OBJECTIVE:
Return nothing but the lines from the line containing "point: riverbank ->" through the last line of the records, reproduced exactly.

DATASET:
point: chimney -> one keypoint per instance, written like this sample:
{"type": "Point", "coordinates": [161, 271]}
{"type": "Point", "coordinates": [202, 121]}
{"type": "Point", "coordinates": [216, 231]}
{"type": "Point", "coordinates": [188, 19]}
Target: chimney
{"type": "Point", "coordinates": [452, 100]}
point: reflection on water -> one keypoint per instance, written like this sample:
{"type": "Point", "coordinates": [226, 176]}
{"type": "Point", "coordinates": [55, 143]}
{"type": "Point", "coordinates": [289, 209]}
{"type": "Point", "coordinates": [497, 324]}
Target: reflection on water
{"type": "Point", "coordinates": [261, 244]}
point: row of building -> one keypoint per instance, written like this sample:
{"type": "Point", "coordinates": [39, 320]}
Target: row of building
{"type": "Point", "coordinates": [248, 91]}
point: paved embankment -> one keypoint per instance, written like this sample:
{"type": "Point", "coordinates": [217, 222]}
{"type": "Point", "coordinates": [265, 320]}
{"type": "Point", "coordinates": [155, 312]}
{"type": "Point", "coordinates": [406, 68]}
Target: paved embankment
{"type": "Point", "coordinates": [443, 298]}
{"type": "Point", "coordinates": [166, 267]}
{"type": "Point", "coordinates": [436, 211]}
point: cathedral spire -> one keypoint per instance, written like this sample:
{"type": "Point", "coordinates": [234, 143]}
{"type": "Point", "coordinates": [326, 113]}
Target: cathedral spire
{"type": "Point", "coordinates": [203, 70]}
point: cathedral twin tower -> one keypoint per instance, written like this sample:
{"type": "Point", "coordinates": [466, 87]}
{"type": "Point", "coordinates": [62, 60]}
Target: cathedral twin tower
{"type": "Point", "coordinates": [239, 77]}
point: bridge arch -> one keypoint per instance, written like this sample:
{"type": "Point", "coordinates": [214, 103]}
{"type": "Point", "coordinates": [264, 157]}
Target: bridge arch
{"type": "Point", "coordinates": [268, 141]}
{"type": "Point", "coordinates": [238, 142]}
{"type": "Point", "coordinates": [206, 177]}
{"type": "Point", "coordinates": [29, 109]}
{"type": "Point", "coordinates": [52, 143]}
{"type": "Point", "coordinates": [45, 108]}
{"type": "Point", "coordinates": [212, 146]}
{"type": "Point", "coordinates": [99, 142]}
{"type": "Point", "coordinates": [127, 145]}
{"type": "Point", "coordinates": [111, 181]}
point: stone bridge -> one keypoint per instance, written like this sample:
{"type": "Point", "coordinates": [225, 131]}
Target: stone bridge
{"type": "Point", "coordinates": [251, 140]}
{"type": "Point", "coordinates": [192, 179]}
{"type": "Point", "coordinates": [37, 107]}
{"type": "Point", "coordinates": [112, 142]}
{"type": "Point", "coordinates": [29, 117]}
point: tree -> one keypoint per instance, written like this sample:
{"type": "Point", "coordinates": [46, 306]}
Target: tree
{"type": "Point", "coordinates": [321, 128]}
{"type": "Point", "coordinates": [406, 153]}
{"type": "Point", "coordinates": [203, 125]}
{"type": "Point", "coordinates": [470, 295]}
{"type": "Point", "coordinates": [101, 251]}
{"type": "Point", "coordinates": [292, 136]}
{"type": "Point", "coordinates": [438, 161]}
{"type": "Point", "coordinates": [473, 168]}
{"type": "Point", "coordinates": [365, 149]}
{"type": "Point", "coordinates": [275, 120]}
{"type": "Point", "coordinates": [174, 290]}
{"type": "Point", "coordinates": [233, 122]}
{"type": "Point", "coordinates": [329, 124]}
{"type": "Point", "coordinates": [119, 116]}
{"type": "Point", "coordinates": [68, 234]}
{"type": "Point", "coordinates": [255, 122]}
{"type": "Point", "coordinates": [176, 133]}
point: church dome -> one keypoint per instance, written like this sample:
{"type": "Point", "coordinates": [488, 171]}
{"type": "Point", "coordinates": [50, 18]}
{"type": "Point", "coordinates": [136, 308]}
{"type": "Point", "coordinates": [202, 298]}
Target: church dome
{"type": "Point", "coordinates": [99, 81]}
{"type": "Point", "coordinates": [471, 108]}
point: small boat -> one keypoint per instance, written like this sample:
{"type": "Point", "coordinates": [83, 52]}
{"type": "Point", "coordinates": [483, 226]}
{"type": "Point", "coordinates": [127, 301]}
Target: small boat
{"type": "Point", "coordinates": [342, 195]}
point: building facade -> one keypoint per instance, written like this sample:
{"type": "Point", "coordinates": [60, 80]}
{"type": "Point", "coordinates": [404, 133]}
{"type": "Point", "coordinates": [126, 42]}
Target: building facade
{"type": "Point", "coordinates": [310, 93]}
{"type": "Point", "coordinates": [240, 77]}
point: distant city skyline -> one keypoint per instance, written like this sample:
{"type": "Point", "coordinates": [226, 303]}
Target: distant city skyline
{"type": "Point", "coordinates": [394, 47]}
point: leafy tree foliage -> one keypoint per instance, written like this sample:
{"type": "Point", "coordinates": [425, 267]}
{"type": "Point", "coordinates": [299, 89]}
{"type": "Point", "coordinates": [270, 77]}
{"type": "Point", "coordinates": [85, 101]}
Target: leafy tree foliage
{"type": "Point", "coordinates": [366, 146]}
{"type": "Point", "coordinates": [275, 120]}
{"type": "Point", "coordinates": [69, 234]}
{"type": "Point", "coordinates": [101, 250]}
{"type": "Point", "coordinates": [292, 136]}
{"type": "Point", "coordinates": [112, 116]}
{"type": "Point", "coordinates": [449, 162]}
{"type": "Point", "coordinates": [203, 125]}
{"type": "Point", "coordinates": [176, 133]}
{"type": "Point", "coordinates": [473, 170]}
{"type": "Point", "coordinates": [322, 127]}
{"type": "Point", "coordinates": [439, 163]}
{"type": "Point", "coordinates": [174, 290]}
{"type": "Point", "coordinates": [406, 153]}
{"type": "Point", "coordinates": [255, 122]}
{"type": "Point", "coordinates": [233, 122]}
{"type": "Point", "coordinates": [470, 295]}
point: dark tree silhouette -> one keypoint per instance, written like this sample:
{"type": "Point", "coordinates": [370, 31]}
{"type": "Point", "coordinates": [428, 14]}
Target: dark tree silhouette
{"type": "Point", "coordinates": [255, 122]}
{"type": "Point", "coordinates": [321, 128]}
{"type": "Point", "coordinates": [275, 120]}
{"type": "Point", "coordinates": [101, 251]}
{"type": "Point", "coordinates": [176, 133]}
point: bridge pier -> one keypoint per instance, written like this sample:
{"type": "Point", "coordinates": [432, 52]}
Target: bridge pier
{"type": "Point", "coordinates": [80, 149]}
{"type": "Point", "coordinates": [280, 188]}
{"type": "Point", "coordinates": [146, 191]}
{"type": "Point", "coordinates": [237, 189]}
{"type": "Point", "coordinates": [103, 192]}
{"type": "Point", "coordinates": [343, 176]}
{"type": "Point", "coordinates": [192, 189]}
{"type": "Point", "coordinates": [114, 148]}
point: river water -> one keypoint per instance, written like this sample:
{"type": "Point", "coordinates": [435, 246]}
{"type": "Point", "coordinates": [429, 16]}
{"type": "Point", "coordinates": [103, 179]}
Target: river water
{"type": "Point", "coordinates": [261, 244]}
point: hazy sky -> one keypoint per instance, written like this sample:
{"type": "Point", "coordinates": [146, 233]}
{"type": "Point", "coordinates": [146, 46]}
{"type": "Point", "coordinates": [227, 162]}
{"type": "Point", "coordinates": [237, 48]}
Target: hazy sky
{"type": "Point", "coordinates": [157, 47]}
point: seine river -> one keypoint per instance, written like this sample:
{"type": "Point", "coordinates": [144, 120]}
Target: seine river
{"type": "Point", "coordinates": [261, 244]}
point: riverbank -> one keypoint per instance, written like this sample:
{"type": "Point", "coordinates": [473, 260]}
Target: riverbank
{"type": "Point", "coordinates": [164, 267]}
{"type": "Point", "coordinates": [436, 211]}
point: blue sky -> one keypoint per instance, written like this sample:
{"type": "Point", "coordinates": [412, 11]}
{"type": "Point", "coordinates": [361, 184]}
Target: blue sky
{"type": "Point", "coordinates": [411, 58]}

SOLUTION:
point: riverbank -> one keypoint per instance, written like this sample:
{"type": "Point", "coordinates": [473, 260]}
Target: riverbank
{"type": "Point", "coordinates": [164, 267]}
{"type": "Point", "coordinates": [436, 211]}
point: blue sky -> one keypoint per instance, written like this sample:
{"type": "Point", "coordinates": [412, 11]}
{"type": "Point", "coordinates": [361, 184]}
Target: blue sky
{"type": "Point", "coordinates": [411, 58]}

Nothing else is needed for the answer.